## Problem to solve
Lines in the data below that contain the word "boulder" are to be copied.

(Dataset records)
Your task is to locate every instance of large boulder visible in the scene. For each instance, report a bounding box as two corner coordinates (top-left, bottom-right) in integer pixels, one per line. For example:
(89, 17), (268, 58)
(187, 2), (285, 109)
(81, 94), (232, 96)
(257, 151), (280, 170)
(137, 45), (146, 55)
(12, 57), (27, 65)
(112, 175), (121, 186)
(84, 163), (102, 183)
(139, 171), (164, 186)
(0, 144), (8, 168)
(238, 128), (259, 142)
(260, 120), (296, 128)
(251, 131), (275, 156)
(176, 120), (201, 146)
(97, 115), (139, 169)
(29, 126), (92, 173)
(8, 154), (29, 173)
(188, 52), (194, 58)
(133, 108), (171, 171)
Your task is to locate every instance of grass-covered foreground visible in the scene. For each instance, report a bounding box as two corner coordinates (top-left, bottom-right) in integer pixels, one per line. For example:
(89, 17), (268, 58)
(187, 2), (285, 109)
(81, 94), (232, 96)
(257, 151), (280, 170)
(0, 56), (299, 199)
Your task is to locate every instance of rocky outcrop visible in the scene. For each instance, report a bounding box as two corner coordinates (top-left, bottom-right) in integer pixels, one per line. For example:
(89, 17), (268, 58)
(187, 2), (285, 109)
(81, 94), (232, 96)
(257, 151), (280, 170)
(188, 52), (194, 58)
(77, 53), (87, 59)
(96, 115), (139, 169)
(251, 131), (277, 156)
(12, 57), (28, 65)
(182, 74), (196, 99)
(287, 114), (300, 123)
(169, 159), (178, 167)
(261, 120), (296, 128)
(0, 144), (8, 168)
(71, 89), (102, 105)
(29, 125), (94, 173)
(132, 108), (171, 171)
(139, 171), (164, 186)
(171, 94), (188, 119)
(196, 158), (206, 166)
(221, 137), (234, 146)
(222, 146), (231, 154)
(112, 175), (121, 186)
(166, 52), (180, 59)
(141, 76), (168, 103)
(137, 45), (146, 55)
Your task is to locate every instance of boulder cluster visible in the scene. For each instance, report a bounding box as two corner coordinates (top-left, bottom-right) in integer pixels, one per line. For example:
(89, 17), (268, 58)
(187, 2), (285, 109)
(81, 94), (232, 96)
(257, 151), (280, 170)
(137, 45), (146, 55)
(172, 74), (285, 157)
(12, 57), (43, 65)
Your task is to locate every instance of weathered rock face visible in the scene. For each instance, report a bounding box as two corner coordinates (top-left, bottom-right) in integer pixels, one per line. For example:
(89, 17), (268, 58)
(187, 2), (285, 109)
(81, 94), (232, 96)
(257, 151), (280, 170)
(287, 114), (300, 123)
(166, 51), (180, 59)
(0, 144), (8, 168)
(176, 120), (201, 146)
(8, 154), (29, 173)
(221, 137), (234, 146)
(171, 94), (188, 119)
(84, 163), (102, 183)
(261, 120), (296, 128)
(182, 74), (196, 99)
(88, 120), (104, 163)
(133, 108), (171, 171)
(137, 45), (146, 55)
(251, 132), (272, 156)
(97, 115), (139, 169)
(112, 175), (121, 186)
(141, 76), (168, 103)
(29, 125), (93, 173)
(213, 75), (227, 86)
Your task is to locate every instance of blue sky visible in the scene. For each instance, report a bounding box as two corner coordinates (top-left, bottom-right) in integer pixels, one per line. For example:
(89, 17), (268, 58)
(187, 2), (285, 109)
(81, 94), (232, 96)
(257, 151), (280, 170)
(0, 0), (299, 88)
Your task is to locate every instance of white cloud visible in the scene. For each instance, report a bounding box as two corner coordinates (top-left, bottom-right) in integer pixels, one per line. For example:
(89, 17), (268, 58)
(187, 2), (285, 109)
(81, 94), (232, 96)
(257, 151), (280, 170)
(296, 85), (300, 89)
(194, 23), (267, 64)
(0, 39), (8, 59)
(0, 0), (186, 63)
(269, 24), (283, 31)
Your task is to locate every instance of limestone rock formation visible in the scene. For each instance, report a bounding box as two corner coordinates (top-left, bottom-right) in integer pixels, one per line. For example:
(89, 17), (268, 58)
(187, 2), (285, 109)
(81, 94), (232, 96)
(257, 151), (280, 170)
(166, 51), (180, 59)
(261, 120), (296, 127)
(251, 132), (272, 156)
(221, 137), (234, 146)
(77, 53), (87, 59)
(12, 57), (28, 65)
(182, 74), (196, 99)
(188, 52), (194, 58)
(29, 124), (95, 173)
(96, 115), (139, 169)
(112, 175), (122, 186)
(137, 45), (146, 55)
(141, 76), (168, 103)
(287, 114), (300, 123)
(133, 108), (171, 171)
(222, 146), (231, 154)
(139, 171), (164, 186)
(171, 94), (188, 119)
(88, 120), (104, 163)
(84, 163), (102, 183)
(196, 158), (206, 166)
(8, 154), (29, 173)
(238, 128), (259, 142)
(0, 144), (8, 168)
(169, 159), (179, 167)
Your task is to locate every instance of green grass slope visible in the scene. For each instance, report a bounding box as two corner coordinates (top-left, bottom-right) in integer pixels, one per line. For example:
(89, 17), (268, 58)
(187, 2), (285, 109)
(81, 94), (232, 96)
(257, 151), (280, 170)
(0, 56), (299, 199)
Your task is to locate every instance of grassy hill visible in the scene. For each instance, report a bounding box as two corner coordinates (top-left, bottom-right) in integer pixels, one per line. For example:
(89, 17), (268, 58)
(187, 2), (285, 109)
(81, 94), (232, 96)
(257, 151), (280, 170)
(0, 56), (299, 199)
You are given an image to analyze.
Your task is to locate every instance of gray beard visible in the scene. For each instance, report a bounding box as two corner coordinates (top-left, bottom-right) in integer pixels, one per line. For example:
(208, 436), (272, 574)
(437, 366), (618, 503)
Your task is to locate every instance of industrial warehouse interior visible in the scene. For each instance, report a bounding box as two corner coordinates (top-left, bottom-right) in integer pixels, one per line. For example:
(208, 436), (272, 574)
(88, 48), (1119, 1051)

## Result for this exercise
Your task is to locate every instance of large boulder visible in the scene. For each instance, report a bounding box as two corner coordinates (top-left, bottom-right) in integer pixels, one per line. For example:
Your task is to locate every instance of boulder cluster visible in the scene. For each instance, report a bounding box as two corner coordinates (top-left, bottom-right) in integer pixels, one per line. For example:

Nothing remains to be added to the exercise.